-------- Entries provided --------

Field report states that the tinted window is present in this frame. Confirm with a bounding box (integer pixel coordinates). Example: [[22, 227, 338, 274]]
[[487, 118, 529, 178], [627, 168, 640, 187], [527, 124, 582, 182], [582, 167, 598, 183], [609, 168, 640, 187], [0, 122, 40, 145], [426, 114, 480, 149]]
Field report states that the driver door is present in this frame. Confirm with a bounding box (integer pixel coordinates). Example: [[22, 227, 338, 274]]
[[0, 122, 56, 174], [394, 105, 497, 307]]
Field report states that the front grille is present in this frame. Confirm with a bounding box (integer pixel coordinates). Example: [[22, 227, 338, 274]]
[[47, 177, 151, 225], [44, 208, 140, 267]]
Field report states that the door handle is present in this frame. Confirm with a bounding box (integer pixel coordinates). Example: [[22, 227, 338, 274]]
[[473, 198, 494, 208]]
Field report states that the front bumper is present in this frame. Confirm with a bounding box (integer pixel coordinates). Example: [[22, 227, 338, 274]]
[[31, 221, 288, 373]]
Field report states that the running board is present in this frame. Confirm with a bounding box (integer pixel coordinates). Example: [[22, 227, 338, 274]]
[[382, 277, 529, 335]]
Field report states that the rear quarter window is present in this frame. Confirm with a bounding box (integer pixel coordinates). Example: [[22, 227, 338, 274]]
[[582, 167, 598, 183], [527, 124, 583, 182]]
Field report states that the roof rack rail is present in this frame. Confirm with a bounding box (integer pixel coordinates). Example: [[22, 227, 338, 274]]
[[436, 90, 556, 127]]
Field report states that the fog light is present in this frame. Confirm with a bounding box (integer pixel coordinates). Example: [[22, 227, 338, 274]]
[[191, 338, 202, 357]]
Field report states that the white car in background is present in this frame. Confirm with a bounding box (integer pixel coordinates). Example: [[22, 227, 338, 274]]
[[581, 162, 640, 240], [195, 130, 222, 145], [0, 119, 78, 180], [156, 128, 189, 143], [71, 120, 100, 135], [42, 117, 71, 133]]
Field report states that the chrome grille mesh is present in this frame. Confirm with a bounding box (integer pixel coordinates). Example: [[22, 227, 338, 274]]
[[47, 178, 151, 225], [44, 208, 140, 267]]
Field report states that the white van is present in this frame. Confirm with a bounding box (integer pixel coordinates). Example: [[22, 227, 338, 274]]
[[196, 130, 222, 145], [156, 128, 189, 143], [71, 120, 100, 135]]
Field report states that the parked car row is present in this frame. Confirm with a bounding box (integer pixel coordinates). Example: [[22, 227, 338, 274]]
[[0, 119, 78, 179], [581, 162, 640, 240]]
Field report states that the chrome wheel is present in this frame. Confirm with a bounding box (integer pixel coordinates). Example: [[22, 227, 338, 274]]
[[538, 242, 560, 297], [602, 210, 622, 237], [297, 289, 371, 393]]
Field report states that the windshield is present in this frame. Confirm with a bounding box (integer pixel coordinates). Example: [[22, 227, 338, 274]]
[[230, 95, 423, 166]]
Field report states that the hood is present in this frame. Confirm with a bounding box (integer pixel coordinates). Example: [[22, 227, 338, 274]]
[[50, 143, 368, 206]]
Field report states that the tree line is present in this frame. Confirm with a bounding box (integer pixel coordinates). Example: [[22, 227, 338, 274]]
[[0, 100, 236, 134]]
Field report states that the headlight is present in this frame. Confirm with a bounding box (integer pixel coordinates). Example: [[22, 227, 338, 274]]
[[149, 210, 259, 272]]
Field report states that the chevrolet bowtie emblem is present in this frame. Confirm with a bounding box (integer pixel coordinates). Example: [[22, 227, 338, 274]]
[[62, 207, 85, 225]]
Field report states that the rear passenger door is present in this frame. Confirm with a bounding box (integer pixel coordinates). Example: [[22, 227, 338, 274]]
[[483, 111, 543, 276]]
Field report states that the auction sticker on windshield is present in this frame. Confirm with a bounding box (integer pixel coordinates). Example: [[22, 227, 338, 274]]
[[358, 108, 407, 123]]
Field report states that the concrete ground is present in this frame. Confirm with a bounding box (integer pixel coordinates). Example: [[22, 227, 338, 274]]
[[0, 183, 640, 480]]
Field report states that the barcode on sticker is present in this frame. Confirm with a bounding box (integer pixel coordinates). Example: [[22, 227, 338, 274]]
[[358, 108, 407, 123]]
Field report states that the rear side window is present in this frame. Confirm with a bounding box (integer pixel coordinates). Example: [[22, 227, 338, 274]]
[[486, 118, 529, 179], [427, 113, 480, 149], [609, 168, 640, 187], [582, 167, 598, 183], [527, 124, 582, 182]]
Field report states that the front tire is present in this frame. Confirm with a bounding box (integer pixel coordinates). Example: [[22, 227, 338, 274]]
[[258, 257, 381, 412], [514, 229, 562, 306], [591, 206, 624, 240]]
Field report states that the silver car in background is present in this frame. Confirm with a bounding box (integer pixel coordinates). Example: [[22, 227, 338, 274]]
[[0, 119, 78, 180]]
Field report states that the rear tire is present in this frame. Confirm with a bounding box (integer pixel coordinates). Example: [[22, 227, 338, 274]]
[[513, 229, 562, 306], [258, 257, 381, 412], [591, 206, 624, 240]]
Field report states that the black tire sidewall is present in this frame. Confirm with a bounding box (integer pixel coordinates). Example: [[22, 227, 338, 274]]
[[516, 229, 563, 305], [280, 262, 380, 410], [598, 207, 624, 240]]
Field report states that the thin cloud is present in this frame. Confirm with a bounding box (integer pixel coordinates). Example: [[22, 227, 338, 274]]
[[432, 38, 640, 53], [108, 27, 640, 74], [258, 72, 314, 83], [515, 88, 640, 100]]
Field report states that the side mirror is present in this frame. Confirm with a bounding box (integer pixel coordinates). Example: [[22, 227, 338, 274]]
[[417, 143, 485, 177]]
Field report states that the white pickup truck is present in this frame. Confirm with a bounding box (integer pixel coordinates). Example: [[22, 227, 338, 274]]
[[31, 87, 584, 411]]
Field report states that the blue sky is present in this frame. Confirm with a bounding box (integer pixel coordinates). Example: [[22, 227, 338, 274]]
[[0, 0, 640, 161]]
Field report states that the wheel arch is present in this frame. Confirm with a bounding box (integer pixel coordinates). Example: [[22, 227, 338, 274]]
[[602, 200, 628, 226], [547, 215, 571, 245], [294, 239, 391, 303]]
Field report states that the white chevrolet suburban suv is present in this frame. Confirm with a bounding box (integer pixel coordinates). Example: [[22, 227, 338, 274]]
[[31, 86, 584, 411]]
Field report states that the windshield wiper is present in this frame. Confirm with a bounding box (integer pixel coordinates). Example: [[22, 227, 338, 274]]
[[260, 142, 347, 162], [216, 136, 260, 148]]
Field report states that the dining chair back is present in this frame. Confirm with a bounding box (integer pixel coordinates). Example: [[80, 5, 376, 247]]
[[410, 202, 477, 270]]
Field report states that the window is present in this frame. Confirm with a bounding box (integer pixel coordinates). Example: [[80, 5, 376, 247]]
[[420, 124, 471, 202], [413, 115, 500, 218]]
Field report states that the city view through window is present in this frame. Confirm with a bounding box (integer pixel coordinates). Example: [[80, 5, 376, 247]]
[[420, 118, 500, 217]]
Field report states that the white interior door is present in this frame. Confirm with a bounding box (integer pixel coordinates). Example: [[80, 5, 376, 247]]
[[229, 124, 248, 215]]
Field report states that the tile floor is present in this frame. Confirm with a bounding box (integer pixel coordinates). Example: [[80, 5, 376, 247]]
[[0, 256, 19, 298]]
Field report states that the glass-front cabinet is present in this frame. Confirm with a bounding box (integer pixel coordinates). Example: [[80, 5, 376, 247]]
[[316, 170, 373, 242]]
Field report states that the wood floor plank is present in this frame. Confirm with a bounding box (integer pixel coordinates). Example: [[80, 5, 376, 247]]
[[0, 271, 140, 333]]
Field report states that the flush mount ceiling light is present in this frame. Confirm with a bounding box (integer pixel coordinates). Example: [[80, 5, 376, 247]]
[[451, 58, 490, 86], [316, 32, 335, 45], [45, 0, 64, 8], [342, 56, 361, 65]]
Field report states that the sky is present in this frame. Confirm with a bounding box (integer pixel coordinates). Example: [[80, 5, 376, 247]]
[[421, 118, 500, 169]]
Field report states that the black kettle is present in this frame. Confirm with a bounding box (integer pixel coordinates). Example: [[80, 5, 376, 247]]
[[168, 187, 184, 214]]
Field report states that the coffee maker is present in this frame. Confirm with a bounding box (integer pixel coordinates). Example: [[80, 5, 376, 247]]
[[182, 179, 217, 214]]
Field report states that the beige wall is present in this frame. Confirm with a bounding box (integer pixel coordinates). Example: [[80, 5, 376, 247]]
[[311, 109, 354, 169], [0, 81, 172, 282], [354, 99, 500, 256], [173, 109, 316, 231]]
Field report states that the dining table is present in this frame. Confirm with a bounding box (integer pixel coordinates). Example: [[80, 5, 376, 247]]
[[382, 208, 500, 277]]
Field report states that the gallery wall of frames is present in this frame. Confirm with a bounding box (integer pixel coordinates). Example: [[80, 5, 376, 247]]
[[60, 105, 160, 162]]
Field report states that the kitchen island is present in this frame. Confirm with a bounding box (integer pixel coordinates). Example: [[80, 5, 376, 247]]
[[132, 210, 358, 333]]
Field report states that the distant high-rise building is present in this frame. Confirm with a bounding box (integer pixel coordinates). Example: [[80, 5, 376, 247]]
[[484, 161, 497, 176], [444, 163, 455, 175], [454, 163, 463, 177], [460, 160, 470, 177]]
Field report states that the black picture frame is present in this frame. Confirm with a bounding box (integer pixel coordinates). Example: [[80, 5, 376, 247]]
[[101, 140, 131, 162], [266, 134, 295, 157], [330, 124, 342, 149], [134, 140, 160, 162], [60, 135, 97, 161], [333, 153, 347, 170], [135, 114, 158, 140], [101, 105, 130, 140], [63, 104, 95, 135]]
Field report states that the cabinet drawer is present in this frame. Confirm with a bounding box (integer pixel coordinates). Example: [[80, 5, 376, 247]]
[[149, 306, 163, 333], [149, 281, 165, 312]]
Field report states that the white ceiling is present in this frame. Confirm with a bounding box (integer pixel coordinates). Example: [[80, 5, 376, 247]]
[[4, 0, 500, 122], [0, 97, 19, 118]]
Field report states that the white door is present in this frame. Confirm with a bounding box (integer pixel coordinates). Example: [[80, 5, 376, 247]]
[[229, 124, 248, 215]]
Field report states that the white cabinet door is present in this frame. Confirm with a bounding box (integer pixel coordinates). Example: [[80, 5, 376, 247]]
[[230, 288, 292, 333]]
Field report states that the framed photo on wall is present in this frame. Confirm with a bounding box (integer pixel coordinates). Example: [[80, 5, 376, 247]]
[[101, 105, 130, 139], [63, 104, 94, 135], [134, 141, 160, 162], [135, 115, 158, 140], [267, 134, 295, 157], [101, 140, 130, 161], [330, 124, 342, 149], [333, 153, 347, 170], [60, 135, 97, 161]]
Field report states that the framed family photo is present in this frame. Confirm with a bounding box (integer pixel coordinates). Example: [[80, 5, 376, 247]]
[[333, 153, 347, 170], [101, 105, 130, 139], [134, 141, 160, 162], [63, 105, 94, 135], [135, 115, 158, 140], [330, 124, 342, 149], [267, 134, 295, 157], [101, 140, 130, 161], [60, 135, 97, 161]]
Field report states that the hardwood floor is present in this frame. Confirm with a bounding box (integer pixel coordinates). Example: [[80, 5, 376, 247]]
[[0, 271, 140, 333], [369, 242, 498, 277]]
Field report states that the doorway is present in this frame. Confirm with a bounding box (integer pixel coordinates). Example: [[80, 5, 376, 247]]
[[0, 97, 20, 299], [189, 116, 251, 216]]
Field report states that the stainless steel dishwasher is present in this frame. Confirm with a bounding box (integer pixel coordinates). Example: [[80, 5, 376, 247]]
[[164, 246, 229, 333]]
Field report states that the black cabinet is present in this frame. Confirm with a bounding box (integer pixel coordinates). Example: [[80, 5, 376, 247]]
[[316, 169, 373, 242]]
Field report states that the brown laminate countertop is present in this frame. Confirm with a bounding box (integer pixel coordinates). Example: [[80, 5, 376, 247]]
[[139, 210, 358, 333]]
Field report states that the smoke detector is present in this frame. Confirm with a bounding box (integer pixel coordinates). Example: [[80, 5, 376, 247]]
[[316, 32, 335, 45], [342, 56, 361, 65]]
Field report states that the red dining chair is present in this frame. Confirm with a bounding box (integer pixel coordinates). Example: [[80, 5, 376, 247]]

--------

### The request
Please copy the records again, starting at the first line and ending at the line that contains "[[0, 122, 56, 174], [394, 105, 497, 307]]", both included. Multiply every bounding box coordinate in the answers by 1.7 and round it to a whole number, with halves rounding up, and leave every other line unchanged, including its sample coordinates.

### Answer below
Field report states that the tinted window is present in this frame. Confirm with a bounding box (integer pixel coordinates). Example: [[22, 227, 338, 274]]
[[828, 201, 899, 303], [1066, 286, 1088, 318], [896, 211, 989, 309], [989, 284, 1017, 311], [1035, 286, 1088, 318], [0, 207, 68, 247], [724, 194, 816, 253]]
Field report states that the driver door is present in this frame. Confirm with a bounding box (integer pixel coordinates). Example: [[22, 227, 338, 274]]
[[0, 207, 95, 296], [670, 179, 845, 522]]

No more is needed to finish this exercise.